## Brief:
Revise the records below by replacing "per instance" with "for each instance" wherever it occurs, keeping every other line as it is. Leave the pictures out of your answer.

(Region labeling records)
•••

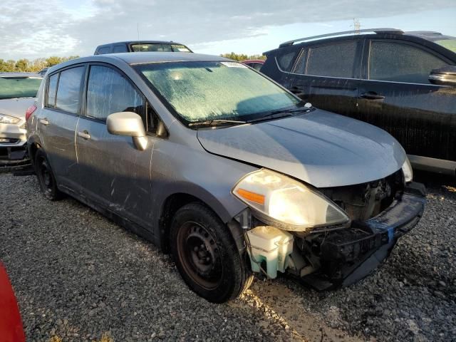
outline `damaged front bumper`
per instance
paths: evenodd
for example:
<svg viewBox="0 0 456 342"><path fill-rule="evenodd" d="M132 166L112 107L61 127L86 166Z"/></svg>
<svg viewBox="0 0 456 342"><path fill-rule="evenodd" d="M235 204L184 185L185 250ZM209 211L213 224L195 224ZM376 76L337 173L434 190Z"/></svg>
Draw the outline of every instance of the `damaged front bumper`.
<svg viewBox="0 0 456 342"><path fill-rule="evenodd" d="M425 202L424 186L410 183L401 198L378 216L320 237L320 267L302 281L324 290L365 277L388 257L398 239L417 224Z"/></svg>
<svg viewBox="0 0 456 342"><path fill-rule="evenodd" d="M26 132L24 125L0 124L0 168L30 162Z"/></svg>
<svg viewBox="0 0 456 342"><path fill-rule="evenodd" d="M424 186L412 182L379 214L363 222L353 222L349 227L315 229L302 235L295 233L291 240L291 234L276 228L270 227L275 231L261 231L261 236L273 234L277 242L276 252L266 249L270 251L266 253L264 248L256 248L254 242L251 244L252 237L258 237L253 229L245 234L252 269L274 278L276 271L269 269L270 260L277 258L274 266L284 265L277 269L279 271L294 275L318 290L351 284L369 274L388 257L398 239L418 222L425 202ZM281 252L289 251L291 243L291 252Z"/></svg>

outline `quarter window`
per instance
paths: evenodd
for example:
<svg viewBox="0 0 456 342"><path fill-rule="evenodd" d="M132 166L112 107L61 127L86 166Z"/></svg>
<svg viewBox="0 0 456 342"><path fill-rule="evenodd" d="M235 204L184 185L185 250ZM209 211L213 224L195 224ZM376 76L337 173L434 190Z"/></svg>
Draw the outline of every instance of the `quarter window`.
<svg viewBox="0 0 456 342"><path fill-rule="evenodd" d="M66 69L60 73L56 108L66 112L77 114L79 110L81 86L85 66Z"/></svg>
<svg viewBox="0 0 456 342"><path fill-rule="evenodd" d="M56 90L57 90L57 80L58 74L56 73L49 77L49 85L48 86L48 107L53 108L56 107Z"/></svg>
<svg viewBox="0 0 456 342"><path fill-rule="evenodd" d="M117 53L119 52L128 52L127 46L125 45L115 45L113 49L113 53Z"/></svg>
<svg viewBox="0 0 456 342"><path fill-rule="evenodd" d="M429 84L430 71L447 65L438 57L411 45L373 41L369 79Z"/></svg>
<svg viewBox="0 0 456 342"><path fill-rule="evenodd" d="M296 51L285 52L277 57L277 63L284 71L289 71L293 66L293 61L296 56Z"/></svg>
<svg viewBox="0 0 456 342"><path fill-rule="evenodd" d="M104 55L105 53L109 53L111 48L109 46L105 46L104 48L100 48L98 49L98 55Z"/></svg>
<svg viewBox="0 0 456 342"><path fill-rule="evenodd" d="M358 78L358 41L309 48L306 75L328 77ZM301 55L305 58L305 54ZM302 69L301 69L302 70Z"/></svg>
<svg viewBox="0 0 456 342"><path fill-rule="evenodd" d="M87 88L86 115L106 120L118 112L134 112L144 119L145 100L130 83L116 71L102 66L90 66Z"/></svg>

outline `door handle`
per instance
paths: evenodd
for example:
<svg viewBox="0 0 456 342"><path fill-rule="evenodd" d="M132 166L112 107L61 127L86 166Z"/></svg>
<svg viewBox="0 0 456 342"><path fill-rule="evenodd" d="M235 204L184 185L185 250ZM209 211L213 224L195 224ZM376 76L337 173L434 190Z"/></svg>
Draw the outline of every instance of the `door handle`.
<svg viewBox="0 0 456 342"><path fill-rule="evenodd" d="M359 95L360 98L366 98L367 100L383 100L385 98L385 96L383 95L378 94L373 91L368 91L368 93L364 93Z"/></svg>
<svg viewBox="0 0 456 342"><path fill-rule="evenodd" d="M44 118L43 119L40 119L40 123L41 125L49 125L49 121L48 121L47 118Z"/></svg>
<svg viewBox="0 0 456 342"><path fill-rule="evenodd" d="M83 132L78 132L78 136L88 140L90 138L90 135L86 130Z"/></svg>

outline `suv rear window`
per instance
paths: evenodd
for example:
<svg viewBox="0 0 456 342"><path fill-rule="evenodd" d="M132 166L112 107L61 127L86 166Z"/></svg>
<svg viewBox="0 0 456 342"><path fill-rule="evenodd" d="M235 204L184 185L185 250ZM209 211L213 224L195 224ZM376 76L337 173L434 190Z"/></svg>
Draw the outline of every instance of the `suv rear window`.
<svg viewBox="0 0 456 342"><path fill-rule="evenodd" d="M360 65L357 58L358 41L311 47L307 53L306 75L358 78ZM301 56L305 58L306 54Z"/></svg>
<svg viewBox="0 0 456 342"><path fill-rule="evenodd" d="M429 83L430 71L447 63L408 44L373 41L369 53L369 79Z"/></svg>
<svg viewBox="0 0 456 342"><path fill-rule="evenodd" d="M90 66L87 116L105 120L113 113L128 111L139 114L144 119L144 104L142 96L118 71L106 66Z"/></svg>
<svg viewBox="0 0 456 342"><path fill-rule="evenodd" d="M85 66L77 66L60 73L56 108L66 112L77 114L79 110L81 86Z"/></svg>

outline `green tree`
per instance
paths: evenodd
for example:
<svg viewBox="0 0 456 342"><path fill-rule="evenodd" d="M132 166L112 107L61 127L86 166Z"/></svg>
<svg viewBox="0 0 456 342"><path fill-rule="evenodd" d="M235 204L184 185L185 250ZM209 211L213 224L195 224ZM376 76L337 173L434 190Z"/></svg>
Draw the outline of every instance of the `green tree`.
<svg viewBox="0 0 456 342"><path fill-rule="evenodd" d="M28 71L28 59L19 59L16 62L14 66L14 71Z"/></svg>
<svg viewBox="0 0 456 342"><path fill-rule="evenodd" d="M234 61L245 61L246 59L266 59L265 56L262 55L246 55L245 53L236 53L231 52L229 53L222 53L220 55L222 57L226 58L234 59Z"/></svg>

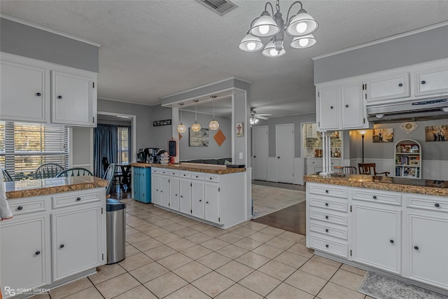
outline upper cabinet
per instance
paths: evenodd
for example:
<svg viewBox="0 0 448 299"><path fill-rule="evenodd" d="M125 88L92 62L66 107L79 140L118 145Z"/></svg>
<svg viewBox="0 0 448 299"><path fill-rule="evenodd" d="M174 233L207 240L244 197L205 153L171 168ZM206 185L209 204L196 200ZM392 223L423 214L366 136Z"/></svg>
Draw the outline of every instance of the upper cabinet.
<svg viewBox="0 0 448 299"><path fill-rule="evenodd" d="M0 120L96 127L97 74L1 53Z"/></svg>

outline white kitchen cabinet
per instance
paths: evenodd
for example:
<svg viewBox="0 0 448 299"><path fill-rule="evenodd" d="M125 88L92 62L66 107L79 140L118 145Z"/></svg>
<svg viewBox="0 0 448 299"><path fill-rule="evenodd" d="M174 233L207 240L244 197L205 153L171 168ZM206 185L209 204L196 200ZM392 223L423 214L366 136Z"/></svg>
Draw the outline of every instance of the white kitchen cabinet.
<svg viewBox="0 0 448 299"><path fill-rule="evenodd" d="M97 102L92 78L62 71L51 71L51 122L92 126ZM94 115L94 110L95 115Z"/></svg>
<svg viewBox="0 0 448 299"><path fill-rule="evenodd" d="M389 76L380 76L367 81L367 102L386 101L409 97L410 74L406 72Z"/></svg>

•••

## Exercise result:
outline `damaged front bumper`
for each instance
paths: evenodd
for example:
<svg viewBox="0 0 456 342"><path fill-rule="evenodd" d="M132 166L112 107L61 127L86 166Z"/></svg>
<svg viewBox="0 0 456 342"><path fill-rule="evenodd" d="M235 204L184 185L185 250ZM209 211L213 224L195 224ZM376 76L337 173L434 190Z"/></svg>
Draw the outline of every instance of the `damaged front bumper`.
<svg viewBox="0 0 456 342"><path fill-rule="evenodd" d="M425 202L424 186L410 183L401 198L378 216L320 237L320 267L302 281L324 290L365 277L388 257L398 239L417 224Z"/></svg>
<svg viewBox="0 0 456 342"><path fill-rule="evenodd" d="M26 132L24 125L0 124L0 168L30 162Z"/></svg>
<svg viewBox="0 0 456 342"><path fill-rule="evenodd" d="M424 186L412 182L379 214L363 222L353 222L349 227L315 229L302 235L295 233L291 240L291 234L276 228L270 227L275 231L261 231L261 236L273 234L277 242L276 252L266 249L270 251L266 253L264 248L256 248L254 242L251 244L252 237L258 237L253 229L245 234L252 269L274 278L276 271L269 269L270 260L277 258L274 266L284 265L277 269L279 271L294 275L318 290L351 284L369 274L388 257L398 239L418 222L425 202ZM281 252L289 251L291 243L291 252Z"/></svg>

outline `quarter window`
for each instance
paths: evenodd
for example:
<svg viewBox="0 0 456 342"><path fill-rule="evenodd" d="M132 166L112 107L61 127L86 166Z"/></svg>
<svg viewBox="0 0 456 342"><path fill-rule="evenodd" d="M235 204L184 185L185 250ZM209 211L213 224L195 224ZM376 76L337 173L434 190Z"/></svg>
Draw the outline of every instance of the `quarter window`.
<svg viewBox="0 0 456 342"><path fill-rule="evenodd" d="M66 69L60 73L56 108L66 112L77 114L79 110L81 86L85 66Z"/></svg>
<svg viewBox="0 0 456 342"><path fill-rule="evenodd" d="M56 90L57 90L57 80L58 74L56 73L49 77L49 85L48 86L48 107L53 108L56 107Z"/></svg>
<svg viewBox="0 0 456 342"><path fill-rule="evenodd" d="M117 53L119 52L128 52L127 46L125 45L115 45L113 49L113 53Z"/></svg>
<svg viewBox="0 0 456 342"><path fill-rule="evenodd" d="M429 84L430 71L447 65L438 57L411 45L373 41L369 79Z"/></svg>
<svg viewBox="0 0 456 342"><path fill-rule="evenodd" d="M296 51L285 52L277 57L277 63L284 71L289 71L293 66L293 61L296 56Z"/></svg>
<svg viewBox="0 0 456 342"><path fill-rule="evenodd" d="M104 55L105 53L109 53L111 48L109 46L105 46L104 48L100 48L98 49L98 55Z"/></svg>
<svg viewBox="0 0 456 342"><path fill-rule="evenodd" d="M358 78L358 41L309 48L306 75L328 77ZM301 55L305 58L305 54ZM302 69L301 69L302 70Z"/></svg>
<svg viewBox="0 0 456 342"><path fill-rule="evenodd" d="M87 88L86 115L106 120L118 112L134 112L144 119L145 100L130 83L116 71L102 66L90 66Z"/></svg>

outline `door handle`
for each instance
paths: evenodd
for example:
<svg viewBox="0 0 456 342"><path fill-rule="evenodd" d="M132 166L112 107L61 127L86 166Z"/></svg>
<svg viewBox="0 0 456 342"><path fill-rule="evenodd" d="M235 204L184 185L185 250ZM209 211L213 224L195 224ZM376 76L337 173L434 190Z"/></svg>
Draw the outline of every instance of the `door handle`.
<svg viewBox="0 0 456 342"><path fill-rule="evenodd" d="M359 95L360 98L366 98L367 100L383 100L385 98L385 96L383 95L378 94L373 91L368 91L368 93L364 93Z"/></svg>
<svg viewBox="0 0 456 342"><path fill-rule="evenodd" d="M44 118L43 119L40 119L40 123L41 125L49 125L49 121L48 121L47 118Z"/></svg>
<svg viewBox="0 0 456 342"><path fill-rule="evenodd" d="M83 132L78 132L78 136L88 140L90 138L90 135L86 130Z"/></svg>

outline `suv rear window`
for each instance
paths: evenodd
for example:
<svg viewBox="0 0 456 342"><path fill-rule="evenodd" d="M132 166L112 107L61 127L86 166Z"/></svg>
<svg viewBox="0 0 456 342"><path fill-rule="evenodd" d="M235 204L184 185L185 250ZM209 211L213 224L195 224ZM376 76L337 173L434 190Z"/></svg>
Draw the outline of every instance of the `suv rear window`.
<svg viewBox="0 0 456 342"><path fill-rule="evenodd" d="M360 65L357 58L358 41L311 47L307 53L306 75L358 78ZM301 56L305 58L306 54Z"/></svg>
<svg viewBox="0 0 456 342"><path fill-rule="evenodd" d="M429 83L430 71L447 63L408 44L373 41L369 53L369 79Z"/></svg>
<svg viewBox="0 0 456 342"><path fill-rule="evenodd" d="M90 66L87 116L105 120L113 113L128 111L139 114L144 119L144 104L142 96L118 71L106 66Z"/></svg>
<svg viewBox="0 0 456 342"><path fill-rule="evenodd" d="M85 66L77 66L60 73L56 108L66 112L77 114L79 110L81 86Z"/></svg>

outline `green tree`
for each instance
paths: evenodd
for example:
<svg viewBox="0 0 456 342"><path fill-rule="evenodd" d="M132 166L112 107L61 127L86 166Z"/></svg>
<svg viewBox="0 0 456 342"><path fill-rule="evenodd" d="M235 204L184 185L185 250ZM209 211L213 224L195 224ZM376 76L337 173L434 190Z"/></svg>
Draw the outline of every instance of the `green tree`.
<svg viewBox="0 0 456 342"><path fill-rule="evenodd" d="M28 71L28 59L19 59L16 62L14 66L14 71Z"/></svg>
<svg viewBox="0 0 456 342"><path fill-rule="evenodd" d="M234 61L245 61L246 59L266 59L265 56L262 55L246 55L245 53L236 53L231 52L229 53L222 53L220 55L222 57L226 58L234 59Z"/></svg>

outline upper cabinet
for each instance
paths: evenodd
for example:
<svg viewBox="0 0 448 299"><path fill-rule="evenodd" d="M125 88L92 62L66 107L79 140L118 145Z"/></svg>
<svg viewBox="0 0 448 299"><path fill-rule="evenodd" d="M174 233L207 240L244 197L205 153L171 168ZM206 185L209 204L196 200ZM392 223L423 214L366 136Z"/></svg>
Draw the outline of every instance of the upper cabinet.
<svg viewBox="0 0 448 299"><path fill-rule="evenodd" d="M0 120L96 127L97 74L1 53Z"/></svg>

outline white kitchen cabinet
for each instance
paths: evenodd
for example:
<svg viewBox="0 0 448 299"><path fill-rule="evenodd" d="M125 88L92 62L66 107L79 140L118 145Z"/></svg>
<svg viewBox="0 0 448 299"><path fill-rule="evenodd" d="M174 233L207 240L244 197L205 153L171 168ZM206 185L209 204L196 200ZM392 223L423 214L366 136Z"/></svg>
Draw the outline of every instance of the white kitchen cabinet.
<svg viewBox="0 0 448 299"><path fill-rule="evenodd" d="M97 102L92 78L62 71L51 71L51 122L92 126ZM94 115L94 110L95 115Z"/></svg>
<svg viewBox="0 0 448 299"><path fill-rule="evenodd" d="M389 76L380 76L367 81L367 102L386 101L409 97L410 74L406 72Z"/></svg>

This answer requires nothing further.